* TUS TAREAS *
• A. Según el texto sobre las señales del fin, ¿de qué fecha aproximada son las escrituras cuneiformes más antiguas?
• B. Reescribe las líneas de los registros situadas entre la que contiene "Per the model card, this system localises the clearing" y la que contiene "762 6 1152 640", ambas incluidas. Cambia "model card" por "system documentation" y deja todo lo demás igual.

* TEXTO MOSTRADO *
........
Cuando llegan señales del fin

        Quizá una, quizá muchas veces, hayan llegado a nosotros, los seres humanos, las señales del fin. Y no nos referimos al Fin de los Tiempos, de lo que nada sabemos, ya que, como dice Jesús cuando le preguntan cuándo sucederá, “nadie lo sabe, sólo el Padre que está en los Cielos”. Nada sabemos de ese Fin, de ese Apocalipsis que hará que todo se transforme y vuelva Jesús con toda su Majestad y Poder. Nosotros, humanos, simples mortales, nada podemos anticipar sobre ese terrible momento que describe San Juan cuando recibe la visión en la Isla de Patmos.
        Nos referimos a otro final, más cercano pero no menos inesperado. No menos destructivo. Hablamos del fin de las cosas tal cual las conocemos, el fin del mundo pero del nuestro, del mundo en el cual estamos acostumbrados a vivir. El fin de nuestro modo de vida. El fin de nuestra sociedad como tal.
        Repetidamente, más de una vez, los seres humanos hemos visto catástrofes sin precedentes, muchas de las cuales, gracias a la escritura, han quedado documentadas. Y quién sabe cuántas tragedias más ha vivido la Humanidad, cuyos signos escritos no tienen más que 5.000 años de Antigüedad: las escrituras cuneiformes más antiguas datan del año 3.000 antes de Cristo, aproximadamente. Antes de esa fecha, sólo hay silencio, un enorme silencio que sólo rompe el grito de las evidencias naturales, como las piedras, los mares, las cavernas, los fósiles, los restos óseos, las artesanías, las piedras afiladas, las hachas de piedra. La Tierra tiene más de 4.000 millones de años de existencia, y nosotros, sólo unos pocos miles. Y dentro de esos pocos, 5.000 años de registro escrito quizá se asemeje a la nada.
........
* DATOS PROPORCIONADOS *
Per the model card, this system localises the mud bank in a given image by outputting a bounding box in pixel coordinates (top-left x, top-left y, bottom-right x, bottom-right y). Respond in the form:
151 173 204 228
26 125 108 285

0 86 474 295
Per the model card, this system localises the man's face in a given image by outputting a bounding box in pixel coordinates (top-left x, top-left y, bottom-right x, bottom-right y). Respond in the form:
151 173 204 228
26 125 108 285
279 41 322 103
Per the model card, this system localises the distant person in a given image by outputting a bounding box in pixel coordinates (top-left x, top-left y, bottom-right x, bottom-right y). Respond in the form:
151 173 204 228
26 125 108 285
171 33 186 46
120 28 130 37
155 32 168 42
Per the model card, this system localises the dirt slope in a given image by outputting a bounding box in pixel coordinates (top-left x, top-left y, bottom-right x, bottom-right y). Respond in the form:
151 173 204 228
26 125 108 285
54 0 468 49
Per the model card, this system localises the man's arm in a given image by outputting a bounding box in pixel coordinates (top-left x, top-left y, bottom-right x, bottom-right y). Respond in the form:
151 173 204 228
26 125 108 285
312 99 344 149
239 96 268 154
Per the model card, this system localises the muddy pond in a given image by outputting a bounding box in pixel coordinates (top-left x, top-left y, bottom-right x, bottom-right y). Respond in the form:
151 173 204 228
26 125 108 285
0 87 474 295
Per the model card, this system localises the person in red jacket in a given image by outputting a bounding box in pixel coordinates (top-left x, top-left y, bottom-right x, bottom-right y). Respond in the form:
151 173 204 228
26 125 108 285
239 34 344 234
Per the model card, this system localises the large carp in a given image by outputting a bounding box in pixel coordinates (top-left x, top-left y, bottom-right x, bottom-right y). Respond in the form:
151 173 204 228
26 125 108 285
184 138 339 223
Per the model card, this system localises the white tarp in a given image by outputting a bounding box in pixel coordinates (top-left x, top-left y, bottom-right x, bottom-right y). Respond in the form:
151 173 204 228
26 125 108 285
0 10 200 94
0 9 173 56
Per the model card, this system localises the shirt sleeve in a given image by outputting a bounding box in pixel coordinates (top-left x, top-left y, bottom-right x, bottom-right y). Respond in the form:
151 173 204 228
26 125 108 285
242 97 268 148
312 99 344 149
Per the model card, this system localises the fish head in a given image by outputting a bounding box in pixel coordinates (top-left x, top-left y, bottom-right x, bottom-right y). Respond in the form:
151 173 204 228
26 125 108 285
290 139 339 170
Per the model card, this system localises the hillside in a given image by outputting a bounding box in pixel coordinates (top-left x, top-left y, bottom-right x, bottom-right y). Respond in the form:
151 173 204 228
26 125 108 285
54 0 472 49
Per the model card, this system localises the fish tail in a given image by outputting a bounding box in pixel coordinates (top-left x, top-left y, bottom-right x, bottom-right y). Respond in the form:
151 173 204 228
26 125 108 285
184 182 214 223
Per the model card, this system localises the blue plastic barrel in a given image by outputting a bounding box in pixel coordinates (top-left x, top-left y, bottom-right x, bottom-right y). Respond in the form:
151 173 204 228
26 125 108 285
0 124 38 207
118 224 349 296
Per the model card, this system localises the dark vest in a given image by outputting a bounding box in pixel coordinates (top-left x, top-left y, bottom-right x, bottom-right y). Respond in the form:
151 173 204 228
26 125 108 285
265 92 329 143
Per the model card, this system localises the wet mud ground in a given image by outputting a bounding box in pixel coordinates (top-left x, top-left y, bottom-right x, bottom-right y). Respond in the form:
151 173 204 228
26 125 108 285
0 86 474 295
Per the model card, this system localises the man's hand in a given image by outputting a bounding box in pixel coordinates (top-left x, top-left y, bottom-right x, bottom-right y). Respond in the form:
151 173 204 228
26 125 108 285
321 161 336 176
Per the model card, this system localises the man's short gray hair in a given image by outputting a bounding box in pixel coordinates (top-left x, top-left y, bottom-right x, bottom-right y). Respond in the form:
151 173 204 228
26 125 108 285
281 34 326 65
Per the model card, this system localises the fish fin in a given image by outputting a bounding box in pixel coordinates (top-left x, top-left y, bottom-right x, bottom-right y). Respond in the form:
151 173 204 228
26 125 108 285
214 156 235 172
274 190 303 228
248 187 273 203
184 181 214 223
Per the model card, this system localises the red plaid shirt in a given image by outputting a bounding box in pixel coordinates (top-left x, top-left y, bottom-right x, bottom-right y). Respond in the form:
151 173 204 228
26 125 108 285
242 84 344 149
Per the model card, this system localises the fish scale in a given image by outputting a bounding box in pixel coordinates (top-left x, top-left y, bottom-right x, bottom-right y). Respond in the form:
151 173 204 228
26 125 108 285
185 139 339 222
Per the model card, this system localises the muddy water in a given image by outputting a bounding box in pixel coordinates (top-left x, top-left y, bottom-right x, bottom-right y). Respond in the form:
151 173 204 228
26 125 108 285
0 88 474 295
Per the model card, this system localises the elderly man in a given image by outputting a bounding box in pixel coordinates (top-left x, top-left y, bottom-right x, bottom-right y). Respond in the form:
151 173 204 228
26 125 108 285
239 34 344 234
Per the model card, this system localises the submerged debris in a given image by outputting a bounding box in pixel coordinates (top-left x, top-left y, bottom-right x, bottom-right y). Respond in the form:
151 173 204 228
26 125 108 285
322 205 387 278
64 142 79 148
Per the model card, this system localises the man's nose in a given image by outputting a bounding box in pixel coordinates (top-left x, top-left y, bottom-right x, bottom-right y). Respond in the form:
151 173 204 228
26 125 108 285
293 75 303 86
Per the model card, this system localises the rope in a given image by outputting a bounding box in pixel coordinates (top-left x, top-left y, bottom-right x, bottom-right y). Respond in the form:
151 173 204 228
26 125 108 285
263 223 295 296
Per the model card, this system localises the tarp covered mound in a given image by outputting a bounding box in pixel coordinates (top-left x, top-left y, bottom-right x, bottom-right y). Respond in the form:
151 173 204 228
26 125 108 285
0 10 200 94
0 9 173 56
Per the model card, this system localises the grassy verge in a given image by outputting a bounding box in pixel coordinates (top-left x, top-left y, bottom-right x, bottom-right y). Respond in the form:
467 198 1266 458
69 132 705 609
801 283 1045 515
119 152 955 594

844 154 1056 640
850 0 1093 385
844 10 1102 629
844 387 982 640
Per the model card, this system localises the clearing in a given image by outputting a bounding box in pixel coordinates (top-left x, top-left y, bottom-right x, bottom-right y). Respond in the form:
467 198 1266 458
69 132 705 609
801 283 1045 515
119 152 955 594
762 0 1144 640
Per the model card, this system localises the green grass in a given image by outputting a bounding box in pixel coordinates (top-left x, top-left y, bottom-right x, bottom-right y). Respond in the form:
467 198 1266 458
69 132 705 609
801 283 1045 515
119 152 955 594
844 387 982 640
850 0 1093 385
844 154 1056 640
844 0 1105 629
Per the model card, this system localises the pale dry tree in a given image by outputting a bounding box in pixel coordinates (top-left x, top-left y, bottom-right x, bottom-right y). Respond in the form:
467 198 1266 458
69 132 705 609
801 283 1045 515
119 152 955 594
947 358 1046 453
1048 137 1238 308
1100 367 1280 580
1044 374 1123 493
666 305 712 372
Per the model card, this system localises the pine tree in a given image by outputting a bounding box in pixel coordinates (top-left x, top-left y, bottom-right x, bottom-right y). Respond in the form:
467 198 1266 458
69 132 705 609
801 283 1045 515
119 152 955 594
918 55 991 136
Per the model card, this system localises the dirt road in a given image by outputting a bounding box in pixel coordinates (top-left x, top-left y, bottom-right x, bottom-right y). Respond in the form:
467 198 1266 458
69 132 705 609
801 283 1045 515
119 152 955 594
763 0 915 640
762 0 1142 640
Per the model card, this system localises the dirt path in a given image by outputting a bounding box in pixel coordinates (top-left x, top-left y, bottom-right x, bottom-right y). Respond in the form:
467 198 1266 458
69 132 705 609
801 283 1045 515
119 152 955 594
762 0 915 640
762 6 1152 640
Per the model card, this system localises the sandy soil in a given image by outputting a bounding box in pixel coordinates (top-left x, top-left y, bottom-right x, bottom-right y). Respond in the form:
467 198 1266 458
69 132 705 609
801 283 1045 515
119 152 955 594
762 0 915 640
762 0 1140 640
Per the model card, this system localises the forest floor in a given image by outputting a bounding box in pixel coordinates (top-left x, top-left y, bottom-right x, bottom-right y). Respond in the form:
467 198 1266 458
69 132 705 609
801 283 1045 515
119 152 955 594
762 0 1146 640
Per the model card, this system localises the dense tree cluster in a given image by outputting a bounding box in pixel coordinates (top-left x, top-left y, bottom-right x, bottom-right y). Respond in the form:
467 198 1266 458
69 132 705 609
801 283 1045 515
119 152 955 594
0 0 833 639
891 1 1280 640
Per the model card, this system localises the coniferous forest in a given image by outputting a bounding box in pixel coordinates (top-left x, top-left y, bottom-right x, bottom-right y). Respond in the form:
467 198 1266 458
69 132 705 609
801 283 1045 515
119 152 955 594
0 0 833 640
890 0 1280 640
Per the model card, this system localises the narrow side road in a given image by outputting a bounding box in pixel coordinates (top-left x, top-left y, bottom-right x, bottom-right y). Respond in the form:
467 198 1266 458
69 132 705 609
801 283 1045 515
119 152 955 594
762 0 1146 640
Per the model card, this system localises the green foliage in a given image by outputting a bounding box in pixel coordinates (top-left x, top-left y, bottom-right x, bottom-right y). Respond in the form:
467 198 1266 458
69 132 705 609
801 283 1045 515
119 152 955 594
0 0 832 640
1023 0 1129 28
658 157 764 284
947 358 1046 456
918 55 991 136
........
* SOLUCIONES *
• A. Del año 3.000 antes de Cristo, aproximadamente.

• B.
Per the system documentation, this system localises the clearing in a given image by outputting a bounding box in pixel coordinates (top-left x, top-left y, bottom-right x, bottom-right y). Respond in the form:
467 198 1266 458
69 132 705 609
801 283 1045 515
119 152 955 594
762 0 1144 640
Per the system documentation, this system localises the green grass in a given image by outputting a bounding box in pixel coordinates (top-left x, top-left y, bottom-right x, bottom-right y). Respond in the form:
467 198 1266 458
69 132 705 609
801 283 1045 515
119 152 955 594
844 387 982 640
850 0 1093 385
844 154 1056 640
844 0 1105 629
Per the system documentation, this system localises the pale dry tree in a given image by outputting a bounding box in pixel coordinates (top-left x, top-left y, bottom-right x, bottom-right y). Respond in the form:
467 198 1266 458
69 132 705 609
801 283 1045 515
119 152 955 594
947 358 1046 453
1048 137 1238 308
1100 367 1280 580
1044 374 1123 493
666 305 712 372
Per the system documentation, this system localises the pine tree in a given image by outputting a bounding box in pixel coordinates (top-left x, top-left y, bottom-right x, bottom-right y). Respond in the form:
467 198 1266 458
69 132 705 609
801 283 1045 515
119 152 955 594
918 55 991 136
Per the system documentation, this system localises the dirt road in a given image by outputting a bounding box in pixel coordinates (top-left x, top-left y, bottom-right x, bottom-right y). Respond in the form:
467 198 1266 458
69 132 705 609
801 283 1045 515
119 152 955 594
763 0 915 640
762 0 1142 640
Per the system documentation, this system localises the dirt path in a given image by outputting a bounding box in pixel coordinates (top-left x, top-left y, bottom-right x, bottom-right y). Respond in the form:
467 198 1266 458
69 132 705 609
801 283 1045 515
119 152 955 594
762 0 915 640
762 6 1152 640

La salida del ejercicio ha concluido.